Work instructions:
Your copy should hold only the lines from the one with "task | indicate the opera" to the one with "task | indicate the vaulted", both included, each exactly as it stands below, with no pictures.

-- Data follows --

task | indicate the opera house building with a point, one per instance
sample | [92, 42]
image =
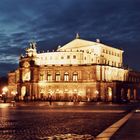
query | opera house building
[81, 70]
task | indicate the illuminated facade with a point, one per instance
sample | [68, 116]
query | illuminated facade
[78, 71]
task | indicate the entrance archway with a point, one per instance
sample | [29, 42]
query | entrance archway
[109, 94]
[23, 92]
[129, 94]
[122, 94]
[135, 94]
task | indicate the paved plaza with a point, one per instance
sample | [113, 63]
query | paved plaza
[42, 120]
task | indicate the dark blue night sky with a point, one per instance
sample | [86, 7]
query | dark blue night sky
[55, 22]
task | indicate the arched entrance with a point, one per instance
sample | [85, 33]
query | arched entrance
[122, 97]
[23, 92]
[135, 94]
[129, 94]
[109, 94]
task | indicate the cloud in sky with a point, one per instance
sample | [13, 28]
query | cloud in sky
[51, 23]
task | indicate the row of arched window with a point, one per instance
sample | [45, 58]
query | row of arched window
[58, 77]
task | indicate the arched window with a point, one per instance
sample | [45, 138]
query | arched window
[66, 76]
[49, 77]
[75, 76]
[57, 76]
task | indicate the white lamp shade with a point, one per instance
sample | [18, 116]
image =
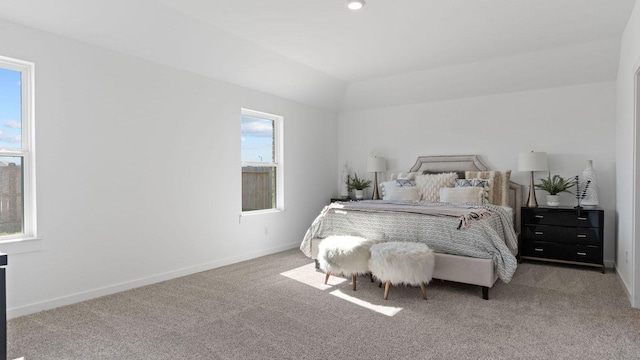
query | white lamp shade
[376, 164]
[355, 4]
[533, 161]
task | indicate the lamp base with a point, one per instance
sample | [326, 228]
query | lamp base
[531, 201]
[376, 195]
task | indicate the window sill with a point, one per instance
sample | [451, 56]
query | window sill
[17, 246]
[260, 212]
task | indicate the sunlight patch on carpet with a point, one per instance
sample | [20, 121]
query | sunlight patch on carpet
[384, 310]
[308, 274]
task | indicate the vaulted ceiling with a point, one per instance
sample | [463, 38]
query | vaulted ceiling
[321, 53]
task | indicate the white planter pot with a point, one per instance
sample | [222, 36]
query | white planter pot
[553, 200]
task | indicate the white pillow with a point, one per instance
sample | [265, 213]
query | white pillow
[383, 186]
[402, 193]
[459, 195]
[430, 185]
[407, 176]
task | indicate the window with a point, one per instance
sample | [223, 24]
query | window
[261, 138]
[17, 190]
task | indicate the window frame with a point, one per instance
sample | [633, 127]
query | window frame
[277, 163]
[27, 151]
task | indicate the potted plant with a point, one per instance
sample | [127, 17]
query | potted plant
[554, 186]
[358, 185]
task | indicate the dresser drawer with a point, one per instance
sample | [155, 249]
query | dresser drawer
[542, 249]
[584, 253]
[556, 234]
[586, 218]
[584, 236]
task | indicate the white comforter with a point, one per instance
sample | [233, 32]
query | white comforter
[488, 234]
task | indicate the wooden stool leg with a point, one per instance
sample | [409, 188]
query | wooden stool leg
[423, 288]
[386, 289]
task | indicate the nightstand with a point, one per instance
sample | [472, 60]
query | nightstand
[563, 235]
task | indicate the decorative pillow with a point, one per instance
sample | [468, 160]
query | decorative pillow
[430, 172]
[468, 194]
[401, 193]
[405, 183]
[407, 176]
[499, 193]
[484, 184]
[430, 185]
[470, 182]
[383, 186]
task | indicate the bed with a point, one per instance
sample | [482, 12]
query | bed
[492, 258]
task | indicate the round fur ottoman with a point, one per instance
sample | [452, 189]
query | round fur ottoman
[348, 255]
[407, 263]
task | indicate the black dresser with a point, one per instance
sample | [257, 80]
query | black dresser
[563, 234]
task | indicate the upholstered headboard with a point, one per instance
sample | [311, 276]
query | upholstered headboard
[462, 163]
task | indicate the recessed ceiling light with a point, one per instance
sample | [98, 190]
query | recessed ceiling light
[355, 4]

-- Data concluded --
-- Data follows --

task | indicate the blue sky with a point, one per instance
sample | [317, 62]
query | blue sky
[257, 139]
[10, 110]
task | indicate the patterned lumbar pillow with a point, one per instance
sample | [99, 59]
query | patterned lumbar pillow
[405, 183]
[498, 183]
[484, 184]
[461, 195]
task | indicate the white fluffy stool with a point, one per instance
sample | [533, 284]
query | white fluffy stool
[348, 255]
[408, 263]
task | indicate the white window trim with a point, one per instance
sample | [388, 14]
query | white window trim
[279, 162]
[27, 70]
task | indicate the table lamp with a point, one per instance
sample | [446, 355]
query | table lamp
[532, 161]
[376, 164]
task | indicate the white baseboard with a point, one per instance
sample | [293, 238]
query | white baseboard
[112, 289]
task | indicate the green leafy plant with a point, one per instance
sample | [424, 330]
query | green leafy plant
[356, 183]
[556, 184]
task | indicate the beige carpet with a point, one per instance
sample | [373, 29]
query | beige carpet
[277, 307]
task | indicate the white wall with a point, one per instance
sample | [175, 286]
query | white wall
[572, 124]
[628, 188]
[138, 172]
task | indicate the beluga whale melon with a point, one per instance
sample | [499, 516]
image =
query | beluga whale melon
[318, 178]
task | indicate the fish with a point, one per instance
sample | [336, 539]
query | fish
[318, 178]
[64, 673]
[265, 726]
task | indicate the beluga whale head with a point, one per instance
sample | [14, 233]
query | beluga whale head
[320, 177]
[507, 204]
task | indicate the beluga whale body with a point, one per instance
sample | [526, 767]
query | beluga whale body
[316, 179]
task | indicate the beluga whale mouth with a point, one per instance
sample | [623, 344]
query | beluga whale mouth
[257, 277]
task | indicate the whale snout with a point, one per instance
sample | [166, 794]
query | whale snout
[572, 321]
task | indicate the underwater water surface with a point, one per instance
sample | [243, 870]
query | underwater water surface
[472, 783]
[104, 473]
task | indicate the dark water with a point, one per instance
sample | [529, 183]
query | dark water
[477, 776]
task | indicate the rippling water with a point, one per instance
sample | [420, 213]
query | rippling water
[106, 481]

-- Data concluded --
-- Data follows --

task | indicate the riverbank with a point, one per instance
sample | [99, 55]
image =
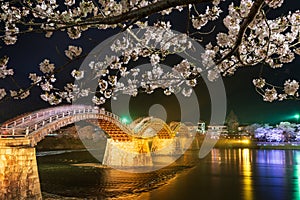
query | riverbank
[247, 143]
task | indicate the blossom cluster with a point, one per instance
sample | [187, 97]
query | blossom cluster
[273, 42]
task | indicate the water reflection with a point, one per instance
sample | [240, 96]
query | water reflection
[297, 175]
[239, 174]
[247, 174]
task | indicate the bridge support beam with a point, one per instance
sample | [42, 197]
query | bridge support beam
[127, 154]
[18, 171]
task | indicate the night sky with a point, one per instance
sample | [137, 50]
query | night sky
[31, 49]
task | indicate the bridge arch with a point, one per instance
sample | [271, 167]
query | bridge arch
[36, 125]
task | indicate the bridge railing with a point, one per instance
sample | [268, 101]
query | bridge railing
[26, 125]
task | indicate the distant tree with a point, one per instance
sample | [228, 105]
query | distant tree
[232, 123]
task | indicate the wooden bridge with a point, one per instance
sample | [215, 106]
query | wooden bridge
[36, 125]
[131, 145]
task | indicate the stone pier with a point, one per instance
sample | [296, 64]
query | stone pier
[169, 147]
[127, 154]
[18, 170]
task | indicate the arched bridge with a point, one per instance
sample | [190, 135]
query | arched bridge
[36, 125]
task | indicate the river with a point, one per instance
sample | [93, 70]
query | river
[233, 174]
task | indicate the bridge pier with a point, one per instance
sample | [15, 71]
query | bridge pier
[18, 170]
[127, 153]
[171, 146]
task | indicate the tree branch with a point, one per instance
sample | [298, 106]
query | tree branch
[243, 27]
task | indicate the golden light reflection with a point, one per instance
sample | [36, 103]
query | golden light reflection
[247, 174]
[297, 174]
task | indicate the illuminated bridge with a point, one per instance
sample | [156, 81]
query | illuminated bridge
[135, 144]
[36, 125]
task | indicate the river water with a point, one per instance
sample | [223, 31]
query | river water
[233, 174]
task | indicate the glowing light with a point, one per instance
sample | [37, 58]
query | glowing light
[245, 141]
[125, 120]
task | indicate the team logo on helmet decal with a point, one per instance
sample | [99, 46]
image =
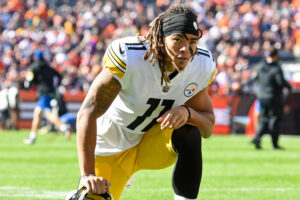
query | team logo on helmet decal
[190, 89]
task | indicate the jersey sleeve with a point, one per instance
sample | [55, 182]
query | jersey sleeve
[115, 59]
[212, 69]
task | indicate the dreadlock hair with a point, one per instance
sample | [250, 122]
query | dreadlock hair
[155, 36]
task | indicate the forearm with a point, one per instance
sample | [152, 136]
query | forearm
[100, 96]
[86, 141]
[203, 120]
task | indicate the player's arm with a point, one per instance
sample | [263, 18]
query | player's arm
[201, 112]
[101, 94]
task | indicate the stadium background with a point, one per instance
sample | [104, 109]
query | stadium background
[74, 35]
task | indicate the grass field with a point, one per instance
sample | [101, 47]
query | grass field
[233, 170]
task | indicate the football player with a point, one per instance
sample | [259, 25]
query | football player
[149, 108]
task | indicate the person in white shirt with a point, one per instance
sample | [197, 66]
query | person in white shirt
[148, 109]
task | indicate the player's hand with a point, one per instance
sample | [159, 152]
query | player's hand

-- Data concluded --

Final answer:
task | indicate the opera house building with a point, one per instance
sample | [92, 42]
image =
query | opera house building
[81, 70]
task | indicate the illuminated facade with a point, one per instance
sample | [68, 116]
query | illuminated facade
[78, 71]
task | indicate the entrance archway with a point, one per instance
sample | [29, 42]
query | entrance archway
[109, 94]
[23, 92]
[129, 94]
[122, 94]
[135, 94]
task | indicate the paved plaza with a point, one per instance
sample | [113, 63]
query | paved plaza
[42, 120]
task | indicate the dark blue night sky with a point, one per instance
sample | [86, 7]
query | dark blue night sky
[55, 22]
task | indicate the arched entrance with a point, one per instance
sample | [85, 33]
query | arched entrance
[122, 97]
[23, 92]
[135, 94]
[129, 94]
[109, 94]
task | indicate the cloud in sky with a point, one per instance
sample | [13, 28]
query | cloud in sky
[51, 23]
task | indicate the row of arched window with a point, one per instance
sample | [45, 58]
query | row of arched window
[58, 77]
task | indicate the arched window with a point, one per instance
sample | [45, 138]
query | arched window
[66, 76]
[49, 77]
[75, 76]
[57, 76]
task | indicate the white lamp shade with a point, one per instance
sample | [18, 116]
image =
query | white lamp shade
[376, 164]
[355, 4]
[533, 161]
task | indicate the lamp base with a point, one per instance
sample | [326, 228]
query | lamp base
[531, 201]
[376, 195]
task | indicate the window sill with a point, one per instance
sample | [451, 56]
query | window sill
[17, 246]
[260, 212]
task | indicate the sunlight patch on carpet with a point, one per instance
sample | [20, 121]
query | sunlight patch on carpet
[384, 310]
[308, 274]
task | indicate the vaulted ceiling with a point, one per instance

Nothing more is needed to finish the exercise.